#### [To be done]
Reproduce the data below word for word, omitting the pictures.

********************

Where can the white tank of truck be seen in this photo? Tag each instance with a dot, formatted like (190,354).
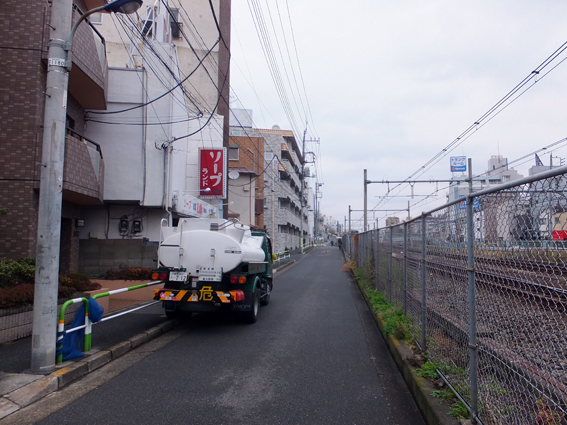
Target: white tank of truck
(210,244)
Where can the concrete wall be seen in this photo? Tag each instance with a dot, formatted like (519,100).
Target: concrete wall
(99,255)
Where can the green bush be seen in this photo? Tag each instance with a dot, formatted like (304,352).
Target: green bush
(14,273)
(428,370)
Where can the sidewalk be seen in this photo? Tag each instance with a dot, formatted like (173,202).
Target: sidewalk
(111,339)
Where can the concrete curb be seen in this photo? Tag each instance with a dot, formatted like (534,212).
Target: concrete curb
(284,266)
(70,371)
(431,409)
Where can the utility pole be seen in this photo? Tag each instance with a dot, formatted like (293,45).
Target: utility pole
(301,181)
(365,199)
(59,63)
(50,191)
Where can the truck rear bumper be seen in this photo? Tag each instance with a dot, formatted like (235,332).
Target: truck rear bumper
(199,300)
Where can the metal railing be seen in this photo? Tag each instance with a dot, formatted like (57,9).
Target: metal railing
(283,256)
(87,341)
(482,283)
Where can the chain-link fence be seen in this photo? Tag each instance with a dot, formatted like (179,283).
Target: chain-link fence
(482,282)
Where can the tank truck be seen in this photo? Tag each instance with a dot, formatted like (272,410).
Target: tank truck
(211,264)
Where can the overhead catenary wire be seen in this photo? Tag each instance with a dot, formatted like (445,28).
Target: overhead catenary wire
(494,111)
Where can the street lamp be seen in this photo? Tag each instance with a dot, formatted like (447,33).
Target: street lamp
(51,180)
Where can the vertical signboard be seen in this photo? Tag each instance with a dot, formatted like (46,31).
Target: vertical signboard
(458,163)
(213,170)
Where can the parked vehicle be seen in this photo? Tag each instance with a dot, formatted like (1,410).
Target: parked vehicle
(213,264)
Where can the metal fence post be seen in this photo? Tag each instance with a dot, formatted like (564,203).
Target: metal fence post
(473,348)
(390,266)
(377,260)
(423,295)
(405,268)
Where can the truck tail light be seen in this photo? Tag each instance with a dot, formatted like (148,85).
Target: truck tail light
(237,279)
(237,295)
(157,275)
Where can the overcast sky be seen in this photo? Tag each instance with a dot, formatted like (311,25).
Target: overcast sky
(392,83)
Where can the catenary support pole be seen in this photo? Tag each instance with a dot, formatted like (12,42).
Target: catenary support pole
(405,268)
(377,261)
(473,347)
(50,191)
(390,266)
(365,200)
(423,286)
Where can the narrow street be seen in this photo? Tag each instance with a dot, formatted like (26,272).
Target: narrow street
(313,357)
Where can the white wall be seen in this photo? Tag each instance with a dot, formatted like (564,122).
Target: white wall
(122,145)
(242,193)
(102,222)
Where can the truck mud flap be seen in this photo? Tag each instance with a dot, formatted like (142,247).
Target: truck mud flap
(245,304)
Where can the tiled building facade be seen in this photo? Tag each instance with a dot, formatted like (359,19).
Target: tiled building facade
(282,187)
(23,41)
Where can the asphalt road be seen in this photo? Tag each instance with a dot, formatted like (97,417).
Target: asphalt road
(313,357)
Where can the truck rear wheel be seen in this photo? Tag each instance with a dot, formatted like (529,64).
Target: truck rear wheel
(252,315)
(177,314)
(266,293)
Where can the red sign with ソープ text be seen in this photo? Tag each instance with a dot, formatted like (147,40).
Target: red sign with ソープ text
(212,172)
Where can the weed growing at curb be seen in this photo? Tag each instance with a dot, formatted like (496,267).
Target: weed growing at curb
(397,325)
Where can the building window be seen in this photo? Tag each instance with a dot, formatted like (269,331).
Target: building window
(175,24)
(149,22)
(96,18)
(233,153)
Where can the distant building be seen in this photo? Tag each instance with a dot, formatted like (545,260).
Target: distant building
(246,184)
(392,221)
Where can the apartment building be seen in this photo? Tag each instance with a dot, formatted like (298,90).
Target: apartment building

********************

#### [The reply]
Where can the white tank of truck be seen in this photo? Tag each instance with a dot, formatted like (190,354).
Target: white tank of truck
(210,244)
Where can the concrete wall be seen in this photo? Tag each instance with a dot, formatted like (519,100).
Target: concrete wall
(99,255)
Where can the green bush be seen in this photo? Tag each instance with a dot, formatted like (304,352).
Target: green bush
(14,273)
(428,370)
Where can the sidewalk be seen in this photo? Tag each instance with a dot, formatted like (173,202).
Target: sidewalk
(111,339)
Where can the concrete curb be seen in this photo? Tag each instance with a dot, formatted like (534,212).
Target: concrete curb
(284,266)
(70,371)
(431,409)
Where can the utility pole be seen in this photo? Tag each instance with a dot, formatted like (293,45).
Target: utility pole
(301,181)
(365,199)
(59,63)
(50,191)
Where can the truck rear bumper be seen in this photo? Tag each instance with a dot, formatted like (235,332).
Target: truck rear bumper
(199,300)
Where can the metal railing be seen in this photo? Tag each instance with a dot, formatted like (57,9).
Target: metal railing
(283,256)
(87,341)
(482,283)
Where can the chain-link fence be seen in this photo? Tag each instance with a dot, formatted like (179,283).
Target: chain-link fence
(482,282)
Where can the tank truck be seen in this photo? Tag each instance with a dot, formatted like (272,410).
Target: tank truck
(211,264)
Where can the overhead catenary wire be seen in this photo? Tag each instance with a dot, formatted like (445,28).
Target: overhead catenary wire
(494,111)
Where can the street lamp be seen in this photo? Tag each instance with a dot, formatted like (447,33).
Target: street lamp
(51,180)
Where can the vertical signboard be seen in this photo? Tag each instance with a dot, formatted like (46,31).
Target: vertical signboard
(458,163)
(213,170)
Where can the parked vehicle be seen in this photo? Tag each instance with a dot, formatted like (1,410).
Target: parked vehicle
(213,264)
Where can the metal fence post be seen in this photo? Tag each instance with a dot, formatted like (564,203).
Target: metal fence post
(473,348)
(390,266)
(377,260)
(423,295)
(405,268)
Where can the truck tail light be seen in this photo? Tag each instance with a dot, formatted like (148,85).
Target: truck tail light
(237,279)
(237,295)
(157,275)
Where can the overcast sky be seen in this photo? Tag each instance with a dot, formatted like (311,25).
Target: overcast sky
(392,83)
Where can the catenary support pole be seen in this photo? Tag each instance with a dot, formatted like (12,42).
Target: catenary support pole
(405,268)
(377,261)
(473,347)
(50,191)
(390,266)
(365,200)
(423,286)
Where can the narrow street be seen in this photo? Tag each instance with a dot, formatted like (26,272).
Target: narrow street
(313,357)
Where can the white wall be seen in this photo? Tag each instance with a dot, formatted like (564,122).
Target: white wall
(122,145)
(242,193)
(102,222)
Where can the truck mud flap be seen in this photo? Tag each instance with a dot, formatted like (142,247).
Target: truck mud flap
(245,304)
Where can the tiled building facade be seen in this photo? Tag each instance with a dot, formatted like (359,19).
Target: tiled building facade
(282,187)
(23,41)
Where can the asphalt road be seen in this photo? Tag each instance with a dot, formatted like (97,417).
Target: asphalt road
(313,357)
Where can the truck rear wheel be seen in this photo? Tag each instance with a dot, formatted like (529,64).
Target: truck rear wheel
(252,315)
(177,314)
(266,293)
Where can the red sign with ソープ text be seen in this photo? Tag each instance with a dot, formatted like (147,40).
Target: red sign with ソープ text
(212,172)
Where can the weed growing at curb be seen in this photo? Tag each instance with a dot, formatted like (496,267).
Target: weed growing at curb
(397,325)
Where can the building window be seen in this photo? Tag each instance with a dot, formatted like (269,331).
Target: building window
(175,24)
(149,22)
(96,18)
(233,153)
Where can the distant building be seen in this photo? Tag each instance with a dot, formatted like (545,260).
Target: distant building
(246,184)
(392,221)
Where can the apartment building be seen in this photo? Tag each instance with a dot, formatted like (298,90).
Target: apartment building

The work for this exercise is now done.